EXCERPT section start

Rudy Arredondo, founder and president of the National Latino Farmers and Ranchers Trade Association, knows firsthand the “blow” of toxic chemicals.
At age twelve, he worked to direct crop-dusting planes onto fields, and felt the impact of the toxic spray. At times with no protection, farmworkers have unwittingly exposed themselves to chemicals, resulting in chronic, life-threatening illnesses—in the service of feeding American families.
Arredondo sees organic farming as the solution to safe, healthy food—citing a new peer-reviewed study published in Environmental Research. The study suggests that promoting organic food could be a promising strategy against cancer. After one week of consuming organic foods and drinks, levels of pesticides dropped an average of 60.5 percent (range of 37 to 95 percent). Chlorpyrifos levels—a chemical linked to increased autism, learning disabilities, and reduced IQ in children—fell 61 percent in one week. Children of farmworkers and residents living near farms have the highest risk.

EXCERPT section end
PROVIDED INFORMATION section start

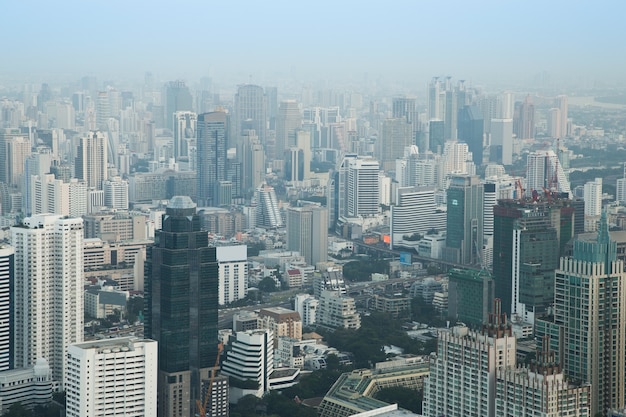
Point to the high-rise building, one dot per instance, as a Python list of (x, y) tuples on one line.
[(528, 238), (362, 188), (185, 124), (250, 113), (212, 145), (590, 308), (464, 223), (501, 149), (112, 377), (7, 276), (181, 292), (91, 163), (177, 98), (524, 119), (289, 119), (267, 209), (307, 232), (48, 295), (470, 130), (251, 357), (544, 170), (233, 273), (396, 135)]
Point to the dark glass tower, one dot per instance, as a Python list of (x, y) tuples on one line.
[(181, 306), (470, 130)]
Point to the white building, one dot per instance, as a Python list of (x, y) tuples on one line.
[(233, 273), (336, 310), (7, 263), (112, 377), (116, 193), (251, 357), (307, 306), (49, 296)]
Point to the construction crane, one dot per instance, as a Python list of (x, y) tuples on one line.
[(202, 411)]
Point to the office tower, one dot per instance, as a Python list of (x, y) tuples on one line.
[(233, 273), (470, 130), (470, 296), (541, 389), (267, 209), (48, 296), (524, 119), (501, 150), (251, 357), (561, 104), (14, 149), (464, 222), (181, 300), (177, 98), (589, 307), (544, 170), (212, 144), (436, 137), (116, 193), (112, 377), (250, 113), (362, 188), (462, 377), (554, 123), (412, 213), (288, 120), (457, 159), (337, 311), (7, 274), (528, 238), (396, 135), (307, 232), (185, 124), (91, 164), (253, 167)]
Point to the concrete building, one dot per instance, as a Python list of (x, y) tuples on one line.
[(250, 357), (49, 295), (233, 273), (112, 377), (336, 310)]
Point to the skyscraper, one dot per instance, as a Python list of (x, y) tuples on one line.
[(48, 296), (91, 163), (307, 232), (212, 144), (590, 308), (250, 112), (288, 120), (181, 307), (470, 131), (177, 98), (7, 276), (464, 223), (185, 123)]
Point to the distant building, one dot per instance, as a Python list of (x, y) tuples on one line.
[(112, 377)]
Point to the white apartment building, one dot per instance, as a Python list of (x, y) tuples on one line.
[(233, 273), (251, 357), (49, 296), (336, 310), (112, 377)]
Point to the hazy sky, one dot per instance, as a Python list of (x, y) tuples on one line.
[(406, 39)]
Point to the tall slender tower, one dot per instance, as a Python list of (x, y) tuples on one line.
[(590, 308), (49, 298), (91, 161), (181, 307), (212, 145)]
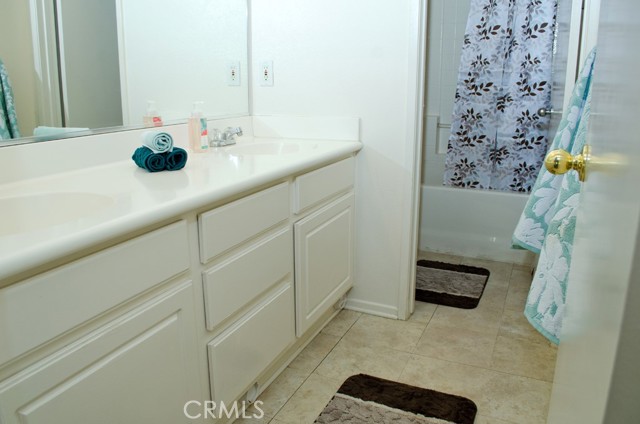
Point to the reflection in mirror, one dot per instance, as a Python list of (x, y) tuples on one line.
[(81, 65)]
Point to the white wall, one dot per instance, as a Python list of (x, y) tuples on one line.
[(447, 20), (177, 52), (17, 54), (89, 60), (353, 58)]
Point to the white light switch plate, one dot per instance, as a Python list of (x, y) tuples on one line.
[(233, 74)]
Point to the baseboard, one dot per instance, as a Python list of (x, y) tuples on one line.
[(372, 308)]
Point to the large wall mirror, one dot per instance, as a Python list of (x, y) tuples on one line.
[(95, 64)]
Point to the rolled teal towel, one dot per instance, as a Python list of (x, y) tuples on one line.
[(158, 142), (146, 159), (176, 159)]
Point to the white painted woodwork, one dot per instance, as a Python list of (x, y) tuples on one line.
[(324, 246), (597, 374), (240, 280), (246, 348), (139, 368), (230, 225), (322, 184), (43, 307)]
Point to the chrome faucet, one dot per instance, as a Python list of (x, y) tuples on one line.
[(224, 138)]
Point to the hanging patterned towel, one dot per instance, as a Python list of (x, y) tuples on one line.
[(548, 221), (8, 118)]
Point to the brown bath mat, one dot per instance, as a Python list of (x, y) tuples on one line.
[(460, 286), (365, 399)]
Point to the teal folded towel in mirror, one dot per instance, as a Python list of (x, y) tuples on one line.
[(176, 159), (154, 162), (157, 141), (146, 159)]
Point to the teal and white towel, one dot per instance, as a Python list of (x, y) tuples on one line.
[(548, 221), (157, 141), (8, 118)]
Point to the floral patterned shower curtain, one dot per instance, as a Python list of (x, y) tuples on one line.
[(497, 140)]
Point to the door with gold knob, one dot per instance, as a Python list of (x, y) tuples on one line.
[(597, 375)]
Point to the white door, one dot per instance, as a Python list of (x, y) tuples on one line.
[(597, 375)]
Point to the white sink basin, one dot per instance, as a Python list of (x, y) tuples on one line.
[(32, 212), (263, 148)]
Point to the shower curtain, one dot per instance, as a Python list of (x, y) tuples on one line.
[(8, 119), (497, 139)]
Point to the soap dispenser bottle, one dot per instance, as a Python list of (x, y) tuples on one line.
[(152, 118), (197, 126)]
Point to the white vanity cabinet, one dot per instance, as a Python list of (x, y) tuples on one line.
[(106, 358), (248, 288), (127, 334), (324, 240)]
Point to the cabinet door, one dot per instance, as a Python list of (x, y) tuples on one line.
[(324, 243), (139, 368)]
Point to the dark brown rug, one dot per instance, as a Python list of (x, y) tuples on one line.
[(365, 399), (460, 286)]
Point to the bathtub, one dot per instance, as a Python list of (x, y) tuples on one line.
[(472, 223)]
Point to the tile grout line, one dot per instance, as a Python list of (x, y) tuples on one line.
[(316, 367)]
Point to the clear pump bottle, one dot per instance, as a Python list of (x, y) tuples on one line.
[(197, 127)]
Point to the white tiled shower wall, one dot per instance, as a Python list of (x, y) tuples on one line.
[(447, 20)]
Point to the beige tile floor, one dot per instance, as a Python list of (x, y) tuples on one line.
[(489, 354)]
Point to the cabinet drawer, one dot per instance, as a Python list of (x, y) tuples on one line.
[(139, 368), (241, 353), (314, 187), (239, 281), (227, 226), (49, 304)]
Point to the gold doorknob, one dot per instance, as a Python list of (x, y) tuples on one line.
[(560, 161)]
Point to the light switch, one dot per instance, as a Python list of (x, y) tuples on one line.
[(233, 74), (266, 73)]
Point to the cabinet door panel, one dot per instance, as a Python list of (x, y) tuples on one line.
[(312, 188), (45, 306), (323, 260), (139, 368)]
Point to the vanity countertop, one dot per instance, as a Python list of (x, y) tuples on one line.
[(48, 218)]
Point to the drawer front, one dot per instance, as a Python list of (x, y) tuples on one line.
[(139, 368), (47, 305), (227, 226), (240, 354), (317, 186), (240, 280)]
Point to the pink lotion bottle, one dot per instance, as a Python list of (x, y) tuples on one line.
[(152, 118)]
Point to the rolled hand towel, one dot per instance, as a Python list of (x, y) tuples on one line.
[(176, 160), (146, 159), (158, 142)]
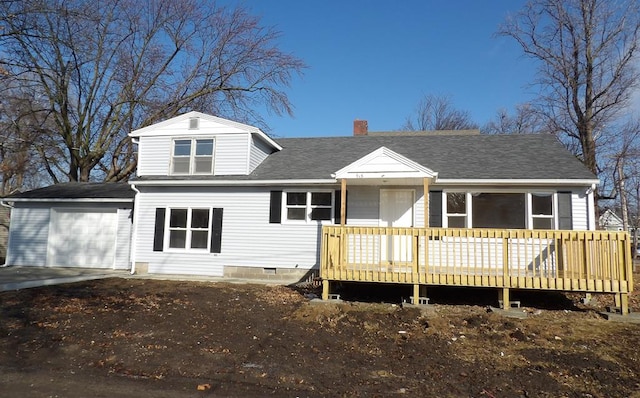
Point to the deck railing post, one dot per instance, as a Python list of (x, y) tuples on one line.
[(505, 259)]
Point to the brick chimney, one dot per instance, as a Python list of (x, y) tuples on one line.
[(360, 127)]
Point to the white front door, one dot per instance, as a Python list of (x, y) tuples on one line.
[(396, 210)]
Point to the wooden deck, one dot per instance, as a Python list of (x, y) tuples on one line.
[(579, 261)]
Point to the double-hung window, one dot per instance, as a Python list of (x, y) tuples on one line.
[(189, 228), (308, 206), (456, 209), (542, 211), (192, 156)]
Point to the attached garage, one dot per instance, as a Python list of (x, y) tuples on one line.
[(82, 238), (72, 225)]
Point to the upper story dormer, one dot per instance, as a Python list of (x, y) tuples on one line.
[(197, 144)]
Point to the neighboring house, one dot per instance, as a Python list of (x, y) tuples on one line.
[(610, 221), (220, 198)]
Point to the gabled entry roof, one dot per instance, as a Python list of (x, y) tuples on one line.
[(384, 163)]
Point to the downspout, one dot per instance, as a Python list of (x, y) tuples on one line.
[(8, 206), (134, 232)]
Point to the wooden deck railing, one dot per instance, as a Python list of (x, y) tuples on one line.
[(588, 261)]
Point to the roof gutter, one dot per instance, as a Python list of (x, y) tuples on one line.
[(488, 181), (234, 182), (74, 200)]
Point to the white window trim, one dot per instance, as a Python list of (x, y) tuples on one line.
[(192, 155), (528, 205), (467, 203), (554, 208), (187, 248), (308, 207)]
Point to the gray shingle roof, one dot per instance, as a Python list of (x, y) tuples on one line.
[(79, 190), (456, 157), (504, 157)]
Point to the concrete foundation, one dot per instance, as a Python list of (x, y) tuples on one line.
[(280, 275)]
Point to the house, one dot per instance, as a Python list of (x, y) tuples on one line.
[(610, 221), (220, 198)]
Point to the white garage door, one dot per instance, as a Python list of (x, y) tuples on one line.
[(82, 238)]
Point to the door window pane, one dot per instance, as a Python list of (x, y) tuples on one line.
[(199, 239), (456, 202), (204, 147), (457, 221), (321, 213), (321, 198), (178, 218), (182, 148), (203, 164), (542, 223), (178, 239), (541, 204), (200, 218), (297, 198)]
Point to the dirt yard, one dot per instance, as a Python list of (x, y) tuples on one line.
[(148, 338)]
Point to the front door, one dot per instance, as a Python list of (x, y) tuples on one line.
[(396, 210)]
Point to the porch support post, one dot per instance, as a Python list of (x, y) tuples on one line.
[(343, 202), (425, 183), (325, 289), (503, 295)]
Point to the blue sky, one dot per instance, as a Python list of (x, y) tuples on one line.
[(375, 60)]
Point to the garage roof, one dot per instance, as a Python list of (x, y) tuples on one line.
[(116, 191)]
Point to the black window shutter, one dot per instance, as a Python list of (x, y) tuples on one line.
[(565, 217), (435, 209), (158, 233), (275, 208), (338, 207), (216, 231)]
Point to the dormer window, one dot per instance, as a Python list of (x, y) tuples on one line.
[(192, 156)]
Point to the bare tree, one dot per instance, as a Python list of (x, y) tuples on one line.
[(436, 112), (586, 51), (526, 120), (18, 142), (101, 69)]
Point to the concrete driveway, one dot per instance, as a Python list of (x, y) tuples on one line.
[(16, 278)]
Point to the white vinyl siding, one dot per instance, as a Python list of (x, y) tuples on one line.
[(248, 239), (231, 156), (258, 152), (28, 236), (154, 155)]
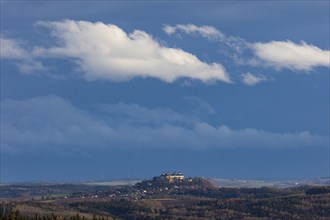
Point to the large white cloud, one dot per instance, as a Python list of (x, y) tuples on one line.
[(287, 54), (105, 51), (52, 123), (275, 54)]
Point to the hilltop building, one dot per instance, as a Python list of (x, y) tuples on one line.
[(171, 177)]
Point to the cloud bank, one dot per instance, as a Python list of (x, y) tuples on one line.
[(52, 123), (105, 51), (276, 54), (287, 54)]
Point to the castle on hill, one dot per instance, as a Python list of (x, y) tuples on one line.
[(171, 177)]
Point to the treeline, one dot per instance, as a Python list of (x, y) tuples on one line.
[(8, 213)]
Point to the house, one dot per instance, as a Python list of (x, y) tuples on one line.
[(171, 177)]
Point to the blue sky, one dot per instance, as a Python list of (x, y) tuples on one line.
[(94, 90)]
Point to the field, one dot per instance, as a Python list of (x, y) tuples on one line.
[(157, 199)]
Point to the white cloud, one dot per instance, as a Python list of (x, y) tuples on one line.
[(54, 124), (206, 31), (235, 44), (105, 51), (275, 54), (287, 54), (251, 79)]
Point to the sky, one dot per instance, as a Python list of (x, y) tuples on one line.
[(96, 90)]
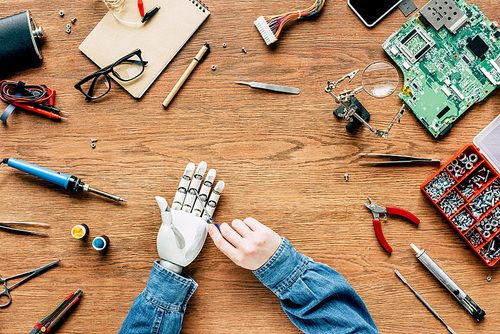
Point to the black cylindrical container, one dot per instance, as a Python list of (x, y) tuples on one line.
[(18, 49)]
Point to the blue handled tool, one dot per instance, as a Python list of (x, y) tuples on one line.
[(69, 182)]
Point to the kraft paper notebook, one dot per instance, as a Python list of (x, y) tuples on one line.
[(160, 38)]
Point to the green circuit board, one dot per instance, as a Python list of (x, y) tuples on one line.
[(449, 53)]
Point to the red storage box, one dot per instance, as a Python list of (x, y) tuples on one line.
[(466, 190)]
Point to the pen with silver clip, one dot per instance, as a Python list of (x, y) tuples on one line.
[(443, 277)]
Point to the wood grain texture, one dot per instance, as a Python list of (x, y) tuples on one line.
[(282, 157)]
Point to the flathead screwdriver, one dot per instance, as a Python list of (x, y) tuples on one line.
[(69, 182), (423, 301)]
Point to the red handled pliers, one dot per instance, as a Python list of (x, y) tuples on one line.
[(377, 210)]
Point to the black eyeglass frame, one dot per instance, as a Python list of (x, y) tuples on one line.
[(105, 71)]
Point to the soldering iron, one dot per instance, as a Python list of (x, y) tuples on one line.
[(69, 182)]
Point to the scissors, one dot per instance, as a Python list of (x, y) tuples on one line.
[(30, 274)]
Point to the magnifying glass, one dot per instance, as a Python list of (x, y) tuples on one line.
[(379, 79)]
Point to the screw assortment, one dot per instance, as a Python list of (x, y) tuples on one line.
[(485, 200), (463, 163), (491, 251), (439, 185), (463, 220), (467, 192), (451, 202)]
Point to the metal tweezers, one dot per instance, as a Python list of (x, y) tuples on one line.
[(15, 230), (394, 159)]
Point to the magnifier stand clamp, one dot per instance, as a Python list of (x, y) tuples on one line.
[(352, 110)]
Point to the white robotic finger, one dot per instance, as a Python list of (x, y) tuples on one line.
[(204, 192), (194, 187), (212, 201), (167, 222), (183, 186)]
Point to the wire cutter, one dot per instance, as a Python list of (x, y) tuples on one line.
[(30, 274), (51, 321), (377, 210)]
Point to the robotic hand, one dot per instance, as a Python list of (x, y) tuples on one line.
[(184, 226)]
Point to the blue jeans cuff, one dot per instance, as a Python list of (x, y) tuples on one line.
[(283, 268), (169, 290)]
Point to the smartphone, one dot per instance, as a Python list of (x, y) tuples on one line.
[(371, 11)]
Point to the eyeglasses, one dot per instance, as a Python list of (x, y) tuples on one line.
[(98, 83)]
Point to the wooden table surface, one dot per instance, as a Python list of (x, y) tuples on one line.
[(283, 158)]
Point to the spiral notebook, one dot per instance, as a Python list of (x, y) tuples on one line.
[(160, 38)]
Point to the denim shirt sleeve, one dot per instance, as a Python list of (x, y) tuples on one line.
[(316, 298), (159, 309)]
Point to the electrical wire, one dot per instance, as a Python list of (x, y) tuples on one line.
[(276, 22), (13, 91)]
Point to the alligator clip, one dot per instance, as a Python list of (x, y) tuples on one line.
[(377, 210)]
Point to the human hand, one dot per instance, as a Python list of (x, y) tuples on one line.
[(184, 227), (249, 244)]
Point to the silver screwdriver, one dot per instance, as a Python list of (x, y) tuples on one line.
[(423, 301)]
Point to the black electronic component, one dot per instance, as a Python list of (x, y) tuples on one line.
[(477, 46), (370, 12), (443, 112), (424, 22)]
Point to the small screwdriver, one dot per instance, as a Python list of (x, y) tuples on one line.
[(69, 182)]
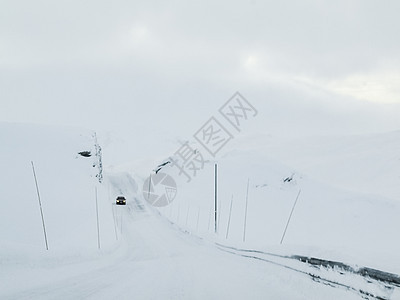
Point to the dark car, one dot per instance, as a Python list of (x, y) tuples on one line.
[(121, 200)]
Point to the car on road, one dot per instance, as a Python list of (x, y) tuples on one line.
[(121, 200)]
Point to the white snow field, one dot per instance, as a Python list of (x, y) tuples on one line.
[(343, 228)]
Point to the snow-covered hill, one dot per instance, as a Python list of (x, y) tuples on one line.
[(172, 252)]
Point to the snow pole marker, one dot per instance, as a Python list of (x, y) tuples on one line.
[(215, 196), (198, 217), (290, 216), (229, 220), (245, 213), (40, 206), (97, 217), (187, 215)]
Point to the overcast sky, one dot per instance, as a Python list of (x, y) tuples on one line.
[(167, 66)]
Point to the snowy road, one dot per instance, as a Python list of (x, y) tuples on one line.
[(156, 261)]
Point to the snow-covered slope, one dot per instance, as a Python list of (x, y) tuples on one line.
[(66, 183)]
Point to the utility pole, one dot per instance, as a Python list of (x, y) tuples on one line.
[(40, 206), (215, 196)]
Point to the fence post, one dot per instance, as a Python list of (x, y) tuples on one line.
[(40, 206), (245, 214), (229, 220), (290, 216)]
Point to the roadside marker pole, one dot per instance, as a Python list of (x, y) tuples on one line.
[(290, 216), (245, 213), (40, 206)]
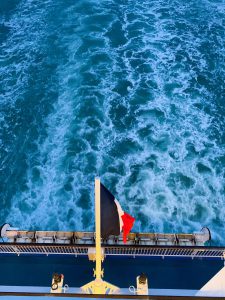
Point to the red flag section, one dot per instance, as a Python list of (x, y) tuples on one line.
[(113, 218), (128, 222)]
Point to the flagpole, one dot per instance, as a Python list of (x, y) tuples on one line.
[(98, 262), (98, 286)]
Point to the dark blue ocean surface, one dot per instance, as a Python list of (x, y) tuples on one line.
[(131, 91)]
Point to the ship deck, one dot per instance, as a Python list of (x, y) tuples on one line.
[(163, 272)]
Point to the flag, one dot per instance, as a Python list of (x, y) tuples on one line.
[(113, 218)]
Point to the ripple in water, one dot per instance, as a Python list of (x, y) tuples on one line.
[(129, 91)]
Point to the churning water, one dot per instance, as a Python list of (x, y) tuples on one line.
[(128, 90)]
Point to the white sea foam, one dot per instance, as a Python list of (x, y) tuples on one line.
[(131, 112)]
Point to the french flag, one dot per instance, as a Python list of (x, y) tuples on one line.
[(113, 218)]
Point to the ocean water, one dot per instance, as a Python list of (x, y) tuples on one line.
[(131, 91)]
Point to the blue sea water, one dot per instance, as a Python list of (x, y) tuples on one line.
[(131, 91)]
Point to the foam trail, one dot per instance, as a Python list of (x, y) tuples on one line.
[(139, 103)]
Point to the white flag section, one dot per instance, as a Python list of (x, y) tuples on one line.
[(215, 286)]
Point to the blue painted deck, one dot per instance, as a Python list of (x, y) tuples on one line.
[(167, 273)]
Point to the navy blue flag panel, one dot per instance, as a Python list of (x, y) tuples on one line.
[(110, 223)]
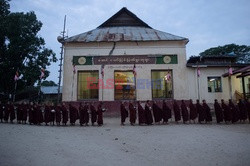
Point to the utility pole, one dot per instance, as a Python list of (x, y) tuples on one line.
[(61, 40)]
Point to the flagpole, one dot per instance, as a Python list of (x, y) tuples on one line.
[(198, 81), (14, 96)]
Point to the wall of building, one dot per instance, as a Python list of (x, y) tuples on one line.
[(143, 70), (185, 81)]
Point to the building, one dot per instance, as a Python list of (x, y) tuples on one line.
[(126, 59)]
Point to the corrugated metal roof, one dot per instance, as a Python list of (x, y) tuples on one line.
[(50, 89), (124, 33)]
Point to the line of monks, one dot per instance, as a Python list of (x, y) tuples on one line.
[(151, 113), (49, 113), (187, 111)]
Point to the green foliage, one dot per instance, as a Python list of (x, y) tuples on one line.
[(48, 83), (21, 49), (241, 51)]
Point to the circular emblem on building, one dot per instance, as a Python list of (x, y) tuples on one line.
[(82, 60), (167, 59)]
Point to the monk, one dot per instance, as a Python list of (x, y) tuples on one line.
[(242, 111), (192, 111), (157, 112), (166, 112), (7, 112), (177, 112), (218, 111), (124, 113), (248, 109), (100, 111), (73, 114), (31, 113), (58, 114), (86, 114), (201, 112), (25, 112), (2, 108), (93, 113), (40, 118), (132, 113), (65, 114), (52, 114), (141, 114), (19, 113), (81, 114), (234, 111), (184, 111), (226, 111), (47, 114), (148, 113), (208, 117), (12, 112), (35, 113)]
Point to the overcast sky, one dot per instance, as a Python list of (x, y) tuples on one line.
[(207, 23)]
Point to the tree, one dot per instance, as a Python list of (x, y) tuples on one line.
[(48, 83), (241, 51), (21, 49)]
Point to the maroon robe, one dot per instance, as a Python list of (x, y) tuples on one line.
[(242, 111), (201, 112), (124, 113), (40, 118), (218, 112), (47, 114), (141, 115), (19, 113), (207, 109), (86, 114), (184, 111), (35, 114), (234, 112), (6, 112), (148, 115), (58, 114), (25, 112), (93, 114), (31, 114), (193, 111), (248, 109), (65, 115), (100, 115), (12, 112), (227, 112), (73, 114), (177, 112), (81, 114), (157, 112), (132, 113), (166, 112)]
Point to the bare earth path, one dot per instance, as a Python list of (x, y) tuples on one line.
[(127, 145)]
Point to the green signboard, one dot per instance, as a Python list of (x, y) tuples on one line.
[(167, 59)]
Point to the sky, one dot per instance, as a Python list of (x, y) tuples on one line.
[(205, 23)]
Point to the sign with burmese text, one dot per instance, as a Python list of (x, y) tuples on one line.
[(128, 59)]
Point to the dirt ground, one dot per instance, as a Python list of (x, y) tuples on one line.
[(112, 144)]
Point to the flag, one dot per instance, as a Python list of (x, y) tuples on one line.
[(16, 76), (134, 70), (74, 69), (102, 71), (42, 73), (230, 71), (198, 72)]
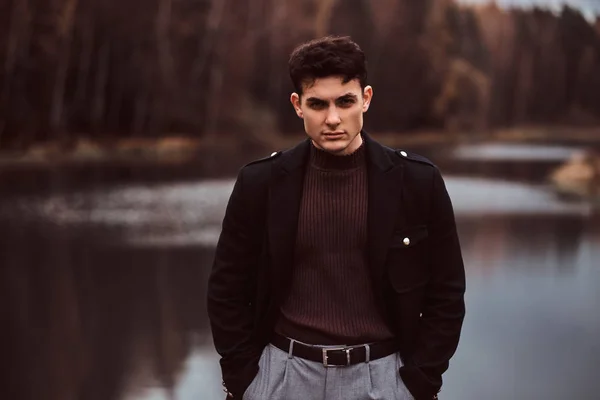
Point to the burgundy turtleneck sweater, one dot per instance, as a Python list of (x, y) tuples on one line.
[(331, 299)]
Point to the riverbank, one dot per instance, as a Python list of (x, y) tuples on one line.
[(182, 149)]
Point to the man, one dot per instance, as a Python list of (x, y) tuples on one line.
[(338, 273)]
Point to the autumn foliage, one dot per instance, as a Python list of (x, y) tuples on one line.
[(106, 68)]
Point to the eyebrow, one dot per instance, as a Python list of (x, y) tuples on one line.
[(343, 97)]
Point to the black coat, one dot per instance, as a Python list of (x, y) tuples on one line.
[(419, 286)]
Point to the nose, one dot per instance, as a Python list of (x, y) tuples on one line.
[(333, 117)]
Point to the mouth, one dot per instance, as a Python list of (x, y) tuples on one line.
[(333, 135)]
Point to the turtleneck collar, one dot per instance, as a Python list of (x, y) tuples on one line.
[(326, 161)]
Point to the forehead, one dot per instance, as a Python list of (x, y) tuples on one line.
[(331, 88)]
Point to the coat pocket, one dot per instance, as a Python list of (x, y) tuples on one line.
[(407, 259)]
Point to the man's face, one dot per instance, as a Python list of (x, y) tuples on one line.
[(333, 113)]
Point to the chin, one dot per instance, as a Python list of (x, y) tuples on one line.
[(334, 147)]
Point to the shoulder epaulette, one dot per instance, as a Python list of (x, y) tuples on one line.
[(273, 155), (414, 157)]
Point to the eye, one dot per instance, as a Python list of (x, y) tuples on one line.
[(346, 102)]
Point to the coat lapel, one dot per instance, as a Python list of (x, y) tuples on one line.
[(285, 195), (385, 195)]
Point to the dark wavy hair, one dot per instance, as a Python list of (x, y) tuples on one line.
[(327, 56)]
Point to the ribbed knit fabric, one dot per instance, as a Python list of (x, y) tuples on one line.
[(331, 300)]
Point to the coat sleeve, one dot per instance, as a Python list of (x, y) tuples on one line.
[(443, 310), (231, 290)]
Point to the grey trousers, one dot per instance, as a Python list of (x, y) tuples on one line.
[(289, 378)]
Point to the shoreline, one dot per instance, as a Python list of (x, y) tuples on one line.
[(181, 149)]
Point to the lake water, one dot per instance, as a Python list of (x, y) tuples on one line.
[(104, 286)]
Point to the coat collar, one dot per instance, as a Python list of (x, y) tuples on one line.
[(384, 201)]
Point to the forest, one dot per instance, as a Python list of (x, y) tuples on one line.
[(106, 69)]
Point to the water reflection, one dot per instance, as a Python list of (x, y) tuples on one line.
[(102, 292)]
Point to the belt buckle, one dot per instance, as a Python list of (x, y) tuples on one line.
[(325, 357)]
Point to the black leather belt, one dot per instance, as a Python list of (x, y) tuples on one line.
[(341, 356)]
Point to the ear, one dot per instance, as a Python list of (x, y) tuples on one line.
[(367, 97), (295, 100)]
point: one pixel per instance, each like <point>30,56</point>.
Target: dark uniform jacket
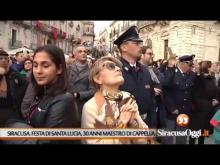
<point>178,91</point>
<point>139,83</point>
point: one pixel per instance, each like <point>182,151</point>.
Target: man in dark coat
<point>178,85</point>
<point>79,85</point>
<point>138,81</point>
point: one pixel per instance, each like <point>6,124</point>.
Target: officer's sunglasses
<point>4,58</point>
<point>110,66</point>
<point>190,63</point>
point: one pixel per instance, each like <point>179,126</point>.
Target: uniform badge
<point>16,81</point>
<point>147,86</point>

PROVIDED INFORMATION section end

### EXERCISE 1
Answer these about the text on Rudy Arredondo and organic farming:
(a) At what age did Arredondo direct crop-dusting planes onto fields?
(b) In which journal was the peer-reviewed study published?
(c) By how much did chlorpyrifos levels fall in one week?
### EXERCISE 2
Resume the text on Rudy Arredondo and organic farming after its final sentence.
The rows were taken from a separate source.

### YOUR RESPONSE 1
(a) Twelve.
(b) Environmental Research.
(c) 61 percent.

### YOUR RESPONSE 2
“There’s nothing ‘elitist’ about healthy, toxic-free food,” Arredondo said. “Everyone has the right to [it]. In fact, low-income farmworkers are helping to lead the fight for organic agriculture because they know how dangerous our current industrial system is.”
He says we must—and can—choose organic food to protect all citizens, especially American farmers and farmworkers. Policies to support organic growing and marketing, and to ban dangerous pesticides, are critical—as are the buying choices consumers have.